Task instructions → Copy the passage from the UBS data lineage article below, starting with "Presentation Summary" and going on through "the two databases.".

Provided text start

Cypher & GQL

Real-Time Data Lineage at UBS

Sidharth Goyal,

Wren Chan

April 11, 2019

13 min read

Watch Wren Chan and Sidharth Goyal's presentation on real-time data lineage at UBS

Editor’s Note: This presentation was given by Wren Chan and Sidharth Goyal at GraphConnect New York in October 2017.

Presentation Summary

UBS set out to create a real-time data lineage tool in response to the new BCBS 239 regulations, which developed new risk-reporting requirements for financial institutions. This new data governance platform is called the Group Data Dictionary, which tracks data from its origins and how it moves over time, which is an important function to help ensure data integrity.

The UBS team originally built their governance platform in Oracle, but began the transition to Neo4j because data lineage, as a collection of highly connected data, is naturally more persistent in Neo4j. The data transfer process included APOC for a full sync, an incremental sync and a reconciler, a simple java app connection between the two databases.

Once the data was in Neo4j, the team developed four lineage generation algorithms. There are still several challenges with the lineage generation tool, including circularity, complexity, coupling and missing standards for graph formats. But the team is working on several enhancements related to graph transformation.

Full Presentation: Real-Time Data Lineage at UBS

What we’re talking about today is UBS’ Group Data Dictionary, an application to generate real-time data lineage:

Sidharth Goyal In the following presentation, we’re going to go over:

Data lineage and data governance, which will provide an overview of our requirements, and how we implemented them.
The Group Data Dictionary, which we built at UBS in the reference data space to capture metadata and generate data lineage.

Provided text end
Material start

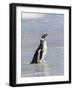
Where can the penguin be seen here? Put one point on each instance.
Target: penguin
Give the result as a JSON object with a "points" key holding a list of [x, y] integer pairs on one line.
{"points": [[41, 51]]}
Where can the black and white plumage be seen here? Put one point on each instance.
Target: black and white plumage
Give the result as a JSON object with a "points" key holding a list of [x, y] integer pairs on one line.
{"points": [[40, 53]]}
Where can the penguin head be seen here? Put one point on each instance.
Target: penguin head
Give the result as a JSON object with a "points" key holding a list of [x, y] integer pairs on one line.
{"points": [[43, 36]]}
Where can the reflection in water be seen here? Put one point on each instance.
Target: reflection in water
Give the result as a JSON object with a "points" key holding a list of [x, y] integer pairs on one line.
{"points": [[32, 70]]}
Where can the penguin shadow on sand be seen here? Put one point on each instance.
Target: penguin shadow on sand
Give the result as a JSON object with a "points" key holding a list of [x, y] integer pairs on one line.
{"points": [[38, 61]]}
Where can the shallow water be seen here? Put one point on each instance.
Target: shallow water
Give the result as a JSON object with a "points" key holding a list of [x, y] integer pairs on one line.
{"points": [[33, 70]]}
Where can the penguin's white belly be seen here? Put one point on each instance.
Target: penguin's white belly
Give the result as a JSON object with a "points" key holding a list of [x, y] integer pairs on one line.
{"points": [[44, 51]]}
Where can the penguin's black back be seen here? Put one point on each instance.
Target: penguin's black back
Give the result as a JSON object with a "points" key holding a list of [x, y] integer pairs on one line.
{"points": [[35, 57]]}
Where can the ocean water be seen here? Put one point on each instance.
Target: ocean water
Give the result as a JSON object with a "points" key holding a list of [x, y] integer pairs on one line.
{"points": [[53, 66], [31, 29]]}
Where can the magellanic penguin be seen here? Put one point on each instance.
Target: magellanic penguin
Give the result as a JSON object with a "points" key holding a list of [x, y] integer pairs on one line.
{"points": [[40, 53]]}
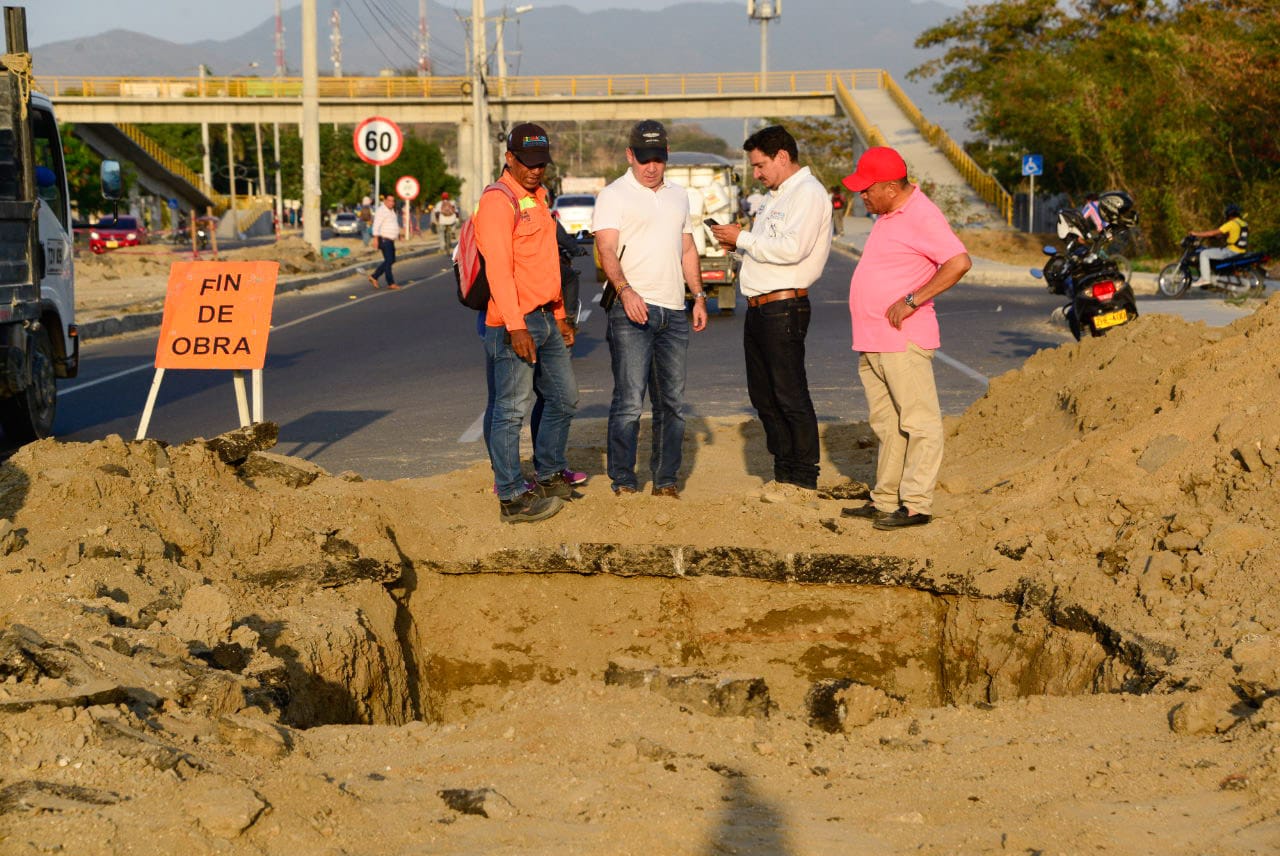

Material end

Completed task →
Presentation Summary

UBS set out to create a real-time data lineage tool in response to the new BCBS 239 regulations, which developed new risk-reporting requirements for financial institutions. This new data governance platform is called the Group Data Dictionary, which tracks data from its origins and how it moves over time, which is an important function to help ensure data integrity.

The UBS team originally built their governance platform in Oracle, but began the transition to Neo4j because data lineage, as a collection of highly connected data, is naturally more persistent in Neo4j. The data transfer process included APOC for a full sync, an incremental sync and a reconciler, a simple java app connection between the two databases.